[Supplied data]

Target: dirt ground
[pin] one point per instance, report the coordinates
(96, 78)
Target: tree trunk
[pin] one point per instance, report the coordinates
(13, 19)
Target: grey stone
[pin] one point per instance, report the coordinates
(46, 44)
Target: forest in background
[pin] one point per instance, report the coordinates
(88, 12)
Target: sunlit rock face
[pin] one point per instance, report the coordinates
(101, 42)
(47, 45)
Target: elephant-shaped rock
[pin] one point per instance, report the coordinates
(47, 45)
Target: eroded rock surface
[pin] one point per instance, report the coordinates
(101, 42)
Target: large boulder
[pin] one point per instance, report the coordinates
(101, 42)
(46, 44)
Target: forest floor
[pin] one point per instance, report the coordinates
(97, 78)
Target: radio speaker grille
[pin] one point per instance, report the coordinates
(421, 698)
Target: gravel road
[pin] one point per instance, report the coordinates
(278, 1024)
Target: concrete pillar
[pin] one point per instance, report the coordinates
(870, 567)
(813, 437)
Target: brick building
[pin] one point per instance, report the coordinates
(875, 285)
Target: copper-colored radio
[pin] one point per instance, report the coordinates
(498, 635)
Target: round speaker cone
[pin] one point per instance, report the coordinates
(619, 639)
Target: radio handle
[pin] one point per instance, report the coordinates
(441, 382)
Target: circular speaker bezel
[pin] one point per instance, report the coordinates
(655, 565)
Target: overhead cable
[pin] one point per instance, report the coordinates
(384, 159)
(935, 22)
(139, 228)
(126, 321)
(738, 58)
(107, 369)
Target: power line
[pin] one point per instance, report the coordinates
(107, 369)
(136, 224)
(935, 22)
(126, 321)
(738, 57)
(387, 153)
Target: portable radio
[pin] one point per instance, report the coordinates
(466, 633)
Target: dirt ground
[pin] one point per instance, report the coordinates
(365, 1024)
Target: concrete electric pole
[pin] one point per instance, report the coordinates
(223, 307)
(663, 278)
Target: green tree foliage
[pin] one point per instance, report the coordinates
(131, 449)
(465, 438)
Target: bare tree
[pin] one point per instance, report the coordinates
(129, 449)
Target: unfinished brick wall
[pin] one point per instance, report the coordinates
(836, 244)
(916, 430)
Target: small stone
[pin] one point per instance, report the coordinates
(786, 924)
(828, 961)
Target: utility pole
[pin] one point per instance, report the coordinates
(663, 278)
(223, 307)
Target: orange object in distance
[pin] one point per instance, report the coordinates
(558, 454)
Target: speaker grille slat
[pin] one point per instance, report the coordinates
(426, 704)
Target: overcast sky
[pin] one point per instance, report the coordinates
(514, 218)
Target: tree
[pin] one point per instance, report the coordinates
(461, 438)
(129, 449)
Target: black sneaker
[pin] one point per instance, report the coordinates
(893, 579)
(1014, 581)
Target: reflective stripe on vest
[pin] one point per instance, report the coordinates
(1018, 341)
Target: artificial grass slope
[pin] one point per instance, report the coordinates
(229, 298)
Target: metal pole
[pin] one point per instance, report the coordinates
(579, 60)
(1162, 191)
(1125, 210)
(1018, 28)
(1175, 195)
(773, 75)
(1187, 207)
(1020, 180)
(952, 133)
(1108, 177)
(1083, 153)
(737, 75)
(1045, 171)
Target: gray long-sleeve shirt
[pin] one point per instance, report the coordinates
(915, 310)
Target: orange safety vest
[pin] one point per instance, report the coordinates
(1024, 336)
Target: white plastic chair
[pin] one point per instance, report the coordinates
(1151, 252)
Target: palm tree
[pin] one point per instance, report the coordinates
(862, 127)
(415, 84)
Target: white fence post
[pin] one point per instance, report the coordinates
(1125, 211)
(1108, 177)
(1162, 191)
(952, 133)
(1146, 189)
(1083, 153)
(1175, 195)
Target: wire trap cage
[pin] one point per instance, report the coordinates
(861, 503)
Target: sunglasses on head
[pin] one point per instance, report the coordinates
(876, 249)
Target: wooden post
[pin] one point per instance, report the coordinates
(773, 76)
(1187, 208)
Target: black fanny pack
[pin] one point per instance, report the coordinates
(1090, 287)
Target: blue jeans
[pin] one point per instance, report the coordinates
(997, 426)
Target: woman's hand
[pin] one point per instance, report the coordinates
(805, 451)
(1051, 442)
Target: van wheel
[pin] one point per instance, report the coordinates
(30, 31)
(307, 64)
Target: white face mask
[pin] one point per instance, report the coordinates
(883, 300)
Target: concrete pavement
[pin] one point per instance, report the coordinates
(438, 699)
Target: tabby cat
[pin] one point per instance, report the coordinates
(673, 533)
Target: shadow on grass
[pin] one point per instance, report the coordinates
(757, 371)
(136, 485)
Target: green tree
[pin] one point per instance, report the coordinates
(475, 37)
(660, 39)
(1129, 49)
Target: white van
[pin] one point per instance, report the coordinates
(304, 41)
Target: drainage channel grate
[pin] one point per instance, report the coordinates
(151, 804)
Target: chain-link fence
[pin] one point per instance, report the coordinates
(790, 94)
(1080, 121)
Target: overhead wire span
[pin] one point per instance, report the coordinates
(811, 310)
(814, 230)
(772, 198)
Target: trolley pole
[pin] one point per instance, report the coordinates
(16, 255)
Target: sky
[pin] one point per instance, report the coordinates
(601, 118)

[/Supplied data]

#### [Exercise objective]
Once you find the line with "Target: concrete electric pole" in the entries above, output it and each line after it up to and including the line with "Target: wire trap cage", and nothing else.

#### [Task response]
Target: concrete electric pole
[pin] one point per instance, report the coordinates
(223, 307)
(663, 278)
Target: green tree foliage
[pin] one point per instance, report the coordinates
(131, 449)
(465, 438)
Target: bare tree
[pin] one point per instance, report the coordinates
(129, 449)
Target: unfinished brick wall
[pin] one point per instance, report the coordinates
(836, 244)
(916, 430)
Target: small stone
[pin] one point per instance, report the coordinates
(786, 924)
(828, 961)
Target: utility pole
[pin] one point per instance, report the coordinates
(663, 278)
(223, 307)
Target: orange object in distance
[pin] one point per instance, report the coordinates
(558, 454)
Target: speaker grille slat
[pin] one point per instance, report the coordinates
(426, 704)
Target: overcast sky
[pin] one point per instance, report the coordinates
(514, 218)
Target: tree
[pin] one point per instance, report the coordinates
(461, 438)
(129, 449)
Target: black sneaker
[pin] one point per instance, report the coordinates
(893, 579)
(1014, 581)
Target: reflective stripe on vest
[pin] one point per instance, report the coordinates
(1018, 341)
Target: artificial grass slope
[pin] one point per instance, report the coordinates
(229, 298)
Target: metal pole
[pin] one point per instance, report the coordinates
(579, 60)
(1162, 191)
(1125, 210)
(1018, 28)
(1175, 195)
(773, 75)
(1187, 207)
(1020, 180)
(952, 133)
(1108, 177)
(1083, 153)
(737, 75)
(1045, 171)
Target: gray long-sleeve shirt
[pin] one point per instance, report the coordinates
(915, 310)
Target: orange safety vest
[pin] one point per instance, report the coordinates
(1024, 336)
Target: white plastic chair
[pin] one point per instance, report the coordinates
(1151, 252)
Target: palm tree
[pin] one point per instance, report the coordinates
(862, 127)
(415, 84)
Target: white fence post
[pin] one point per instance, report the coordinates
(1125, 211)
(1108, 177)
(1162, 191)
(952, 133)
(1146, 189)
(1083, 153)
(1175, 195)
Target: wire trap cage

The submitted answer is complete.